[PROBLEM TO SOLVE]: The lines to be copied run from the one containing "In this exercise you will label the striped" to the end of the material below; reproduce them exactly, including both ends, and nothing more.

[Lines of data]
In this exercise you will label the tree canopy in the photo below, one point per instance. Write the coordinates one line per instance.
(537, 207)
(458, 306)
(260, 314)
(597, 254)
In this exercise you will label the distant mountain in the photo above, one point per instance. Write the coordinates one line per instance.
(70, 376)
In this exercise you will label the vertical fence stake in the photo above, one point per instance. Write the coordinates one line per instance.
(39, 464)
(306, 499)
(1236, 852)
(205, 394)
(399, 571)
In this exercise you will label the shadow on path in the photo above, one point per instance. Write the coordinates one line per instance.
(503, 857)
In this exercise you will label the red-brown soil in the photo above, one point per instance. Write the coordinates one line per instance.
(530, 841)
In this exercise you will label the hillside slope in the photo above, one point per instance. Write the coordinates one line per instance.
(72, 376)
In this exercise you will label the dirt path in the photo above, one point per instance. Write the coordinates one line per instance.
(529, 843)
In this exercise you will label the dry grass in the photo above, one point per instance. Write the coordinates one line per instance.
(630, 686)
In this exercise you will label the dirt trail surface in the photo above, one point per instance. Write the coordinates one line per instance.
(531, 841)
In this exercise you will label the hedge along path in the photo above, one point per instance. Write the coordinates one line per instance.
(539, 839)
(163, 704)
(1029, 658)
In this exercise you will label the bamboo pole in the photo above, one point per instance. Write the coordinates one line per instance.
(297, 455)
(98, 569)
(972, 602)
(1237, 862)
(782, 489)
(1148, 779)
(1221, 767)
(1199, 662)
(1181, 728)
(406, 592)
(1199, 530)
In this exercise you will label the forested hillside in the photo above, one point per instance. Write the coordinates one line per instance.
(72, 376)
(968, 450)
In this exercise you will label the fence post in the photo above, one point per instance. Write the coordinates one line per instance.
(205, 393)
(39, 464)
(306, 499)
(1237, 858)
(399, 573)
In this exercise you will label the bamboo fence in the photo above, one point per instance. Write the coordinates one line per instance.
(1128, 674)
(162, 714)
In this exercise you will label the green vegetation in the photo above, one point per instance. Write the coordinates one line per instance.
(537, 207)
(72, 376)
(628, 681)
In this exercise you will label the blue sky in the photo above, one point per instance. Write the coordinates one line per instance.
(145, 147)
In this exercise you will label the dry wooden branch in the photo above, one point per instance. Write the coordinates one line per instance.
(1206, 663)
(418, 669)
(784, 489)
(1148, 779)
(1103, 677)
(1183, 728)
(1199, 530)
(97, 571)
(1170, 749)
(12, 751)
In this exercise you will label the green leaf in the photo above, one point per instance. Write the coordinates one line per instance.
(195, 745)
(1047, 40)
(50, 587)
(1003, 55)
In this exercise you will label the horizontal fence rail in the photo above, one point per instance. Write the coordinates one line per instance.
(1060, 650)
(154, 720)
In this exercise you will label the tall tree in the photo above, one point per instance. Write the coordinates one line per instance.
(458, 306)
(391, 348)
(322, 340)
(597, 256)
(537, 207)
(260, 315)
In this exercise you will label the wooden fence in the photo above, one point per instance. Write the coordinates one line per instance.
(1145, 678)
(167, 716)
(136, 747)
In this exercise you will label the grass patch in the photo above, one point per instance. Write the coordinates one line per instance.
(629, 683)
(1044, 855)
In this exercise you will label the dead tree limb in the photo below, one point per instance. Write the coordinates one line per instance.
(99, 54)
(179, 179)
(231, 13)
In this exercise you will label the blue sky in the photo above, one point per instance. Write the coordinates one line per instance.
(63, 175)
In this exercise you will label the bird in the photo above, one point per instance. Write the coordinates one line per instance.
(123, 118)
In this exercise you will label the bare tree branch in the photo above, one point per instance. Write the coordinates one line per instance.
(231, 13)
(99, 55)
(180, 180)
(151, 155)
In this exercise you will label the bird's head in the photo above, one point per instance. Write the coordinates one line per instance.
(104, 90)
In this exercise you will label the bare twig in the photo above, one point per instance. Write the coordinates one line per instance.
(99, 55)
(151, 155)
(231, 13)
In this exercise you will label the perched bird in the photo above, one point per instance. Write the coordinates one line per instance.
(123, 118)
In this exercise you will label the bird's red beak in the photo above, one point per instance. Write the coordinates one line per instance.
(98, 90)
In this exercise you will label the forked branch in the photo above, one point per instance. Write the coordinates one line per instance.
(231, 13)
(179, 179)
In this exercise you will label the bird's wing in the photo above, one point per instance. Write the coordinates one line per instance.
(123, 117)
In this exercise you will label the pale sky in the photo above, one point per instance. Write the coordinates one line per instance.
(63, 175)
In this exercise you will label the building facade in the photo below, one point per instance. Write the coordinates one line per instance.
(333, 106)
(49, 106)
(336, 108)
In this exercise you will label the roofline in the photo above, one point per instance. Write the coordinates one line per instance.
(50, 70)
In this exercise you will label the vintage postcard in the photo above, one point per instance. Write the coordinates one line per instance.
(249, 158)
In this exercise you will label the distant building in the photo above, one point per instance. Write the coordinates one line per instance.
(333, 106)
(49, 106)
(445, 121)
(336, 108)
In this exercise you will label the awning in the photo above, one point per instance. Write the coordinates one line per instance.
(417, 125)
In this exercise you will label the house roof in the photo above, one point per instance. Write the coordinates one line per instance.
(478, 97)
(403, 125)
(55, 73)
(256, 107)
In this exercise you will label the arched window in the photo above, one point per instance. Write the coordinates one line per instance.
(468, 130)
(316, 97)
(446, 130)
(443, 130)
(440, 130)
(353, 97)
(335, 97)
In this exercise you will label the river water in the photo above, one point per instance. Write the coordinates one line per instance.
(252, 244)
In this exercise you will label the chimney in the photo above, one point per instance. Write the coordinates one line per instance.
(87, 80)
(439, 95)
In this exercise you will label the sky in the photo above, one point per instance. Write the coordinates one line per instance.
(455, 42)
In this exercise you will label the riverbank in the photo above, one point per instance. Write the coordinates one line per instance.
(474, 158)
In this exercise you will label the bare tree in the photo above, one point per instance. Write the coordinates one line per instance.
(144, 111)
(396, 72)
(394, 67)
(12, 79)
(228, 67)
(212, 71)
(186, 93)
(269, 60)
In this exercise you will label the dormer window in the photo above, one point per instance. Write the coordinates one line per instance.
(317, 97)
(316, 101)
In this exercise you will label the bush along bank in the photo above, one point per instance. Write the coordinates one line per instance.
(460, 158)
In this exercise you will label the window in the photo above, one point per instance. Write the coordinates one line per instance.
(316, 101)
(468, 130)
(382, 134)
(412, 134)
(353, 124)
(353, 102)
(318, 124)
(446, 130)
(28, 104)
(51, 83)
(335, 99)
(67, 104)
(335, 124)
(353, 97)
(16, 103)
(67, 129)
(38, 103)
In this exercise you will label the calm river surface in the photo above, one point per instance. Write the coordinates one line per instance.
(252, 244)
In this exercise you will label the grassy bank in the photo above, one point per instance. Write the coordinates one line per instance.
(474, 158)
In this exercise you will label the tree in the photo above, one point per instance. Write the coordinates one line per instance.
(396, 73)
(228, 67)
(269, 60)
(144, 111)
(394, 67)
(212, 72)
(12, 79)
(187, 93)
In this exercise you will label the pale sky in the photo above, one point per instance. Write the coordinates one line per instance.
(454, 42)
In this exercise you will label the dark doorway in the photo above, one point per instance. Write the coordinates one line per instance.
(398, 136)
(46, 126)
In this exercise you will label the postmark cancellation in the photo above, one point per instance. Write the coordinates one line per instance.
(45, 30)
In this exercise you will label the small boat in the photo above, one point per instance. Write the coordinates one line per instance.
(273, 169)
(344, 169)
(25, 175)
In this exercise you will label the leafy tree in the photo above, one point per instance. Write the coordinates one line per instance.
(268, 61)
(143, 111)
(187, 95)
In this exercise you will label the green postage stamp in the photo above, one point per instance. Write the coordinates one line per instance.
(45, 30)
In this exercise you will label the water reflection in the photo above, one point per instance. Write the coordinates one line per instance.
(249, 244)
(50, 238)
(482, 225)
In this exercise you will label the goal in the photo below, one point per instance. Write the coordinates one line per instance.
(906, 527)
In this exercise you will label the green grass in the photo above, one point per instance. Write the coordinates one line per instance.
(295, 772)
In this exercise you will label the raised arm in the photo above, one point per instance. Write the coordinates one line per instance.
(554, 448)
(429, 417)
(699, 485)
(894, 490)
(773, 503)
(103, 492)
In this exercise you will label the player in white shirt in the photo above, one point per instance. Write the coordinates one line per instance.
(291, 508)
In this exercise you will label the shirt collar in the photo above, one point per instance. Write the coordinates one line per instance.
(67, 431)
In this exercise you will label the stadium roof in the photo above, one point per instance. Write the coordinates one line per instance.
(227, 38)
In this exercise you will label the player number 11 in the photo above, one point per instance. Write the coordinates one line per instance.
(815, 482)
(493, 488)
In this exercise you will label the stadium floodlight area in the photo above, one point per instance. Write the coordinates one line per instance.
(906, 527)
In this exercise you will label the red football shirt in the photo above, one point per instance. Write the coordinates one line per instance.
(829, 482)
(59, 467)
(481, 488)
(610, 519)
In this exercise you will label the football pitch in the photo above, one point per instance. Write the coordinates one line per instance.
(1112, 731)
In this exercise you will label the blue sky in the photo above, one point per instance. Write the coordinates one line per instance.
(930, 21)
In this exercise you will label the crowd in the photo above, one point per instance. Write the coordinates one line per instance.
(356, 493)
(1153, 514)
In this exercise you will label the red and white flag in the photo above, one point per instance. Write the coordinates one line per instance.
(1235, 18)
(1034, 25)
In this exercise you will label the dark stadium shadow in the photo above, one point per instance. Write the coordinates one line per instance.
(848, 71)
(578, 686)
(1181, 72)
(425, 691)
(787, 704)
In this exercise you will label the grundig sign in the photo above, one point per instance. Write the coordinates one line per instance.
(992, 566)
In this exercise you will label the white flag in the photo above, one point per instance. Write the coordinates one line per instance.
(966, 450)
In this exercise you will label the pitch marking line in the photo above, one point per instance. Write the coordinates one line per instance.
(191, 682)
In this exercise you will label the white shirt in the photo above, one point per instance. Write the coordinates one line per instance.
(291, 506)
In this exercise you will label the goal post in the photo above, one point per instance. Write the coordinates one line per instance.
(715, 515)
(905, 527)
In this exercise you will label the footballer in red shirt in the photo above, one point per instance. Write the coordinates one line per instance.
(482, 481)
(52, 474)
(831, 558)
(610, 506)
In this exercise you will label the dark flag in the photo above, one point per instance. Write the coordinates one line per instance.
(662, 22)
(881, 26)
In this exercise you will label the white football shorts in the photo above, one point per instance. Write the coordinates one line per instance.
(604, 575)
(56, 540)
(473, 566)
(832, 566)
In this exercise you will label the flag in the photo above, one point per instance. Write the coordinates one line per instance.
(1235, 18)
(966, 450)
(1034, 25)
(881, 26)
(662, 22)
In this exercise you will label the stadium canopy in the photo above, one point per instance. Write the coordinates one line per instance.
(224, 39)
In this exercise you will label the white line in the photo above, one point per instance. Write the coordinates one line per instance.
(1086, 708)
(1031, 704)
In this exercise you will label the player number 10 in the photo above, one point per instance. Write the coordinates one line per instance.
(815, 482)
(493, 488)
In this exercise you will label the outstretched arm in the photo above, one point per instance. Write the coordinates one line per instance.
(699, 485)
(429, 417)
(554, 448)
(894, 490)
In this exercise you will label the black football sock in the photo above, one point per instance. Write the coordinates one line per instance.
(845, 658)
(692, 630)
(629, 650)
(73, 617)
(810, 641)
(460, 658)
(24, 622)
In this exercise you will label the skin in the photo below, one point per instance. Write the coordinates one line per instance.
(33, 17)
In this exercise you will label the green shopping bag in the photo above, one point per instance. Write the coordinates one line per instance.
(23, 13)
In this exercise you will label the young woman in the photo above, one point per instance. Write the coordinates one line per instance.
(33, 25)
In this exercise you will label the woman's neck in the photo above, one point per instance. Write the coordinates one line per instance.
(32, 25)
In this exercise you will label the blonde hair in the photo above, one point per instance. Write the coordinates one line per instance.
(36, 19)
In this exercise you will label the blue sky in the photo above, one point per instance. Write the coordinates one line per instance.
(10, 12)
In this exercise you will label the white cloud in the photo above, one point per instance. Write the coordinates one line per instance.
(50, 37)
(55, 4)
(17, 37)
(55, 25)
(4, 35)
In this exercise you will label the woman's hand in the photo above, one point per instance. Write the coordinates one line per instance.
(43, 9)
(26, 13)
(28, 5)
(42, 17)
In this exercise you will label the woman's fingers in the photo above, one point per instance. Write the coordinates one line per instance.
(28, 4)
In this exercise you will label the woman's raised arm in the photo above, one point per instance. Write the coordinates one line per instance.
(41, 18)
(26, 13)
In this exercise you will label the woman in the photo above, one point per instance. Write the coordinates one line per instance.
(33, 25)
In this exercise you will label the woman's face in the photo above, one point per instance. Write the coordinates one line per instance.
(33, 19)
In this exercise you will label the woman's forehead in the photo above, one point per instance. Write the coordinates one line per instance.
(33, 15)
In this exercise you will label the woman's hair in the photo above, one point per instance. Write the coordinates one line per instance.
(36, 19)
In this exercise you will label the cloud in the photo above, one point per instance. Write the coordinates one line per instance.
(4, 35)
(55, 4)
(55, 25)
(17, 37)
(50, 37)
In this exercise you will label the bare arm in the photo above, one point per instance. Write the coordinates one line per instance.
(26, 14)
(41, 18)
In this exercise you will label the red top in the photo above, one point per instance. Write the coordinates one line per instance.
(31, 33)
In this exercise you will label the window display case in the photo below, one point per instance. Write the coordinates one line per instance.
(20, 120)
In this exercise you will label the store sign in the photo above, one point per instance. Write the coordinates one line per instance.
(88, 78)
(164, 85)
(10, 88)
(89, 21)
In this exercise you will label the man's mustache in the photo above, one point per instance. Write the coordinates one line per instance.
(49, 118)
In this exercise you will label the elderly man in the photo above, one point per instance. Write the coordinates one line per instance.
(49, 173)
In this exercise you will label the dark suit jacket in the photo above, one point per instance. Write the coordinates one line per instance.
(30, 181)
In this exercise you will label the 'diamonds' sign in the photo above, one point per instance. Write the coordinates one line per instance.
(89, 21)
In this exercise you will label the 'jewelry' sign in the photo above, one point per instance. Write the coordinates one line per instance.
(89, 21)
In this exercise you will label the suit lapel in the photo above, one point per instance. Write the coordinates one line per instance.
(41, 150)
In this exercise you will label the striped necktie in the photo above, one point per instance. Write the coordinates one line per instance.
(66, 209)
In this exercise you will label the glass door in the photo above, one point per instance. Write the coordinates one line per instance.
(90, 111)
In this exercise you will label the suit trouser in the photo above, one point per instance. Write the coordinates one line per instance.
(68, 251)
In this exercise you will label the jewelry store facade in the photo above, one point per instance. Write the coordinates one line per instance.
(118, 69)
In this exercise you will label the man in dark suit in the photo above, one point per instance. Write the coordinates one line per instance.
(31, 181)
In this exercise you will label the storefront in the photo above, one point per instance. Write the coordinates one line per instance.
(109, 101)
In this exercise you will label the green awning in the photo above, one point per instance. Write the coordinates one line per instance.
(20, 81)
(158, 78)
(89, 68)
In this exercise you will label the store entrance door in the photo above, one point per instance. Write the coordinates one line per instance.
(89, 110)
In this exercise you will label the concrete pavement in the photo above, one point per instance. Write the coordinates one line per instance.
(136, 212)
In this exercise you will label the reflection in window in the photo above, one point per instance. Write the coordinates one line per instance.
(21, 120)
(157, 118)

[SOLUTION TO THIS TASK]:
In this exercise you will label the striped necktie in the photo above, one point per instance. Write the coordinates one line per instance.
(66, 209)
In this exercise you will label the glass door in the photo above, one point per instance. Write the coordinates one line per instance.
(90, 111)
In this exercise you will label the suit trouser in the photo above, one point per instance. Write the coordinates one line per instance.
(68, 251)
In this exercise you will label the jewelry store facade in the photo above, one point per instance. Write the coordinates one line per instance.
(118, 69)
In this exercise you will label the man in dark suit in the photo above, one point per instance. Write the coordinates one line per instance.
(31, 181)
In this exercise you will label the storefront in the photo above, one point per instance. Write the coordinates one line per instance.
(109, 101)
In this exercise you will label the green awning in the photo above, one point per instance. Write the coordinates one line per instance.
(20, 81)
(158, 78)
(89, 68)
In this exercise you will label the store entrance door in the photo above, one point per instance. Write the coordinates one line per instance.
(89, 110)
In this exercise you will label the concrete pavement in the photo above, one point per instance. Write the coordinates one line per instance.
(136, 212)
In this exercise you will label the reflection in window in the photo above, one point per instance. Write the coordinates one line per instance.
(21, 120)
(157, 118)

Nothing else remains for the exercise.